Problem to solve
Show each line of the material below that contains the word "floor", copying every such line in full.

── Exercise materials

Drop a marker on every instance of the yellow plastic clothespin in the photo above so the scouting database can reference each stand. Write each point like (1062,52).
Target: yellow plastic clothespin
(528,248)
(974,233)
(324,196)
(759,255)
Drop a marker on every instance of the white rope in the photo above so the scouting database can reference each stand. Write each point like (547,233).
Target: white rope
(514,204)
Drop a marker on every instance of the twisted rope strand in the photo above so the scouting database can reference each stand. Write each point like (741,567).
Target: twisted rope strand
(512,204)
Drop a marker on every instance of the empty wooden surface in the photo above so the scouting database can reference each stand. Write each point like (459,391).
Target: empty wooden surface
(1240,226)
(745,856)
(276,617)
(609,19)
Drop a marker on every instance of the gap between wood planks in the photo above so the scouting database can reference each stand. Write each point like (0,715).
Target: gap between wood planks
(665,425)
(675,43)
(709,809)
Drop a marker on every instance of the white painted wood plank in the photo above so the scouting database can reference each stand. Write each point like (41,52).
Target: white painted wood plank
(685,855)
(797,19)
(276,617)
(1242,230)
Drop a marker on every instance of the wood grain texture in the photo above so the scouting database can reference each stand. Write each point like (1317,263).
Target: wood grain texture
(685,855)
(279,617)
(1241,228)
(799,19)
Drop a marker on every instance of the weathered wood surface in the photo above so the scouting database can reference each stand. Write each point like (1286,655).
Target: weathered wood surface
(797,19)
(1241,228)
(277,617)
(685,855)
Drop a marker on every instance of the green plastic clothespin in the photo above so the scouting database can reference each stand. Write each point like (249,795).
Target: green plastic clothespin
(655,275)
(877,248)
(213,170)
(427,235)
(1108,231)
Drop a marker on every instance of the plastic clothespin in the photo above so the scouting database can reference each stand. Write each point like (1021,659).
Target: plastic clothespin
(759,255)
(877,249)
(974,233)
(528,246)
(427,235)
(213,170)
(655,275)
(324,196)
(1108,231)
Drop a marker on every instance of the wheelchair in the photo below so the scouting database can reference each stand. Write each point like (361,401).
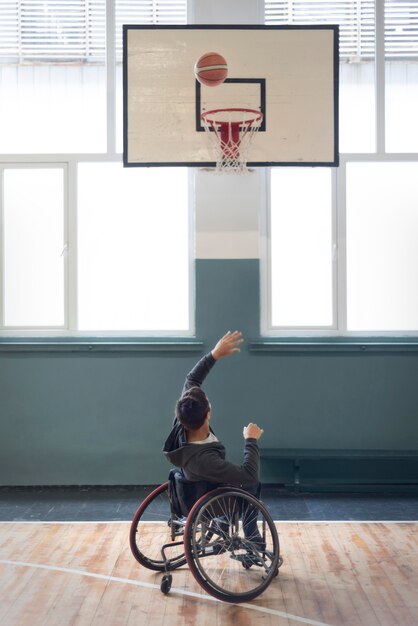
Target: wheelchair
(225,535)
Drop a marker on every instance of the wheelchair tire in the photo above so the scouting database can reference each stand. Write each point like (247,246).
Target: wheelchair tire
(146,539)
(225,573)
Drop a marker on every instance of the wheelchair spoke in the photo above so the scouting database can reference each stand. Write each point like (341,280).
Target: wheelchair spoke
(239,561)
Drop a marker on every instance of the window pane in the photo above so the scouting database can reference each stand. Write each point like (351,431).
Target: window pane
(52,77)
(133,248)
(382,252)
(33,247)
(401,52)
(301,247)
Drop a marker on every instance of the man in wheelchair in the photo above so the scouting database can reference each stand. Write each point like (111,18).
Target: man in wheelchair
(193,447)
(216,521)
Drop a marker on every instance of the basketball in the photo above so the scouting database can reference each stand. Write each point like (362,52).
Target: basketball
(211,69)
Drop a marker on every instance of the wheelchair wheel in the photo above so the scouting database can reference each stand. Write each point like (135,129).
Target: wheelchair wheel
(231,545)
(148,537)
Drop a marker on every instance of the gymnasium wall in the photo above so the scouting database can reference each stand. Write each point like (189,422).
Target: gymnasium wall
(101,417)
(80,416)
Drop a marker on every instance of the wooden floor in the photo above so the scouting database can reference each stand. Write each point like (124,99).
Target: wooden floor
(84,574)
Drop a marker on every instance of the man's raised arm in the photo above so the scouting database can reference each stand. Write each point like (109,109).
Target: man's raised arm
(227,345)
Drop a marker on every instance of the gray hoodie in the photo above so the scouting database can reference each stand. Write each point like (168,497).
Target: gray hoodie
(207,462)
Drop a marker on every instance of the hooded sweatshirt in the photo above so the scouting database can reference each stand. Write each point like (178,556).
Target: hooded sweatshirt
(207,461)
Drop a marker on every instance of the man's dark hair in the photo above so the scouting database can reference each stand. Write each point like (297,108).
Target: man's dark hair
(192,408)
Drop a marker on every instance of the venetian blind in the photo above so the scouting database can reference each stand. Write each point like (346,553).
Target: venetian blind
(356,19)
(74,30)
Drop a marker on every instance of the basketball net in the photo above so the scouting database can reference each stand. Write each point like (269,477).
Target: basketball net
(231,133)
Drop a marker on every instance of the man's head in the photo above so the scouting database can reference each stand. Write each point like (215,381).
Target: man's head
(193,408)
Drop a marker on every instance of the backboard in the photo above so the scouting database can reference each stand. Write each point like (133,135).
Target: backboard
(289,73)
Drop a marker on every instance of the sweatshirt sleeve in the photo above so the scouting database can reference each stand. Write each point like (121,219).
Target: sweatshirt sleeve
(213,468)
(198,374)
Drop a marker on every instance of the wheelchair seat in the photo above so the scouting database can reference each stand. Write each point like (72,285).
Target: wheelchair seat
(185,493)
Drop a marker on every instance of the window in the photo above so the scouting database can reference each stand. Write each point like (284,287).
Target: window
(87,246)
(340,254)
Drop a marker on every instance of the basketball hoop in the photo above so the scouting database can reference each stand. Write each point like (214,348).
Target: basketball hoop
(231,132)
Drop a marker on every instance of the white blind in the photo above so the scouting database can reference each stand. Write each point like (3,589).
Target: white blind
(357,24)
(148,12)
(74,30)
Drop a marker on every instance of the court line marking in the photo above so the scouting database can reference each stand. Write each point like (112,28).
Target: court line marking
(159,522)
(137,583)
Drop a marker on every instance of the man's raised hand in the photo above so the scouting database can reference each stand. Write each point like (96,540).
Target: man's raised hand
(227,345)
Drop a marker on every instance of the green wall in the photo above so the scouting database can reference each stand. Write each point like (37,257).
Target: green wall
(71,418)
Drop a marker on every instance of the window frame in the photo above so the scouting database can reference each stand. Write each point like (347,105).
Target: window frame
(69,162)
(380,155)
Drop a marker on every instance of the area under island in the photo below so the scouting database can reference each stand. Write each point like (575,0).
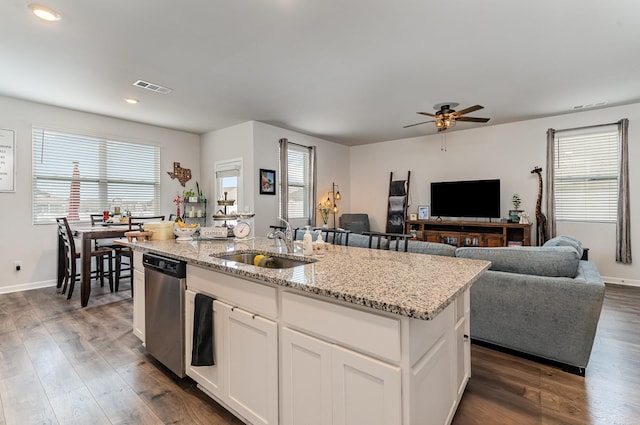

────

The response
Drop a marker on every instance of the wooden floor in the photo above so the scouting database can reference each stand. Write each point like (124,99).
Target: wooden floor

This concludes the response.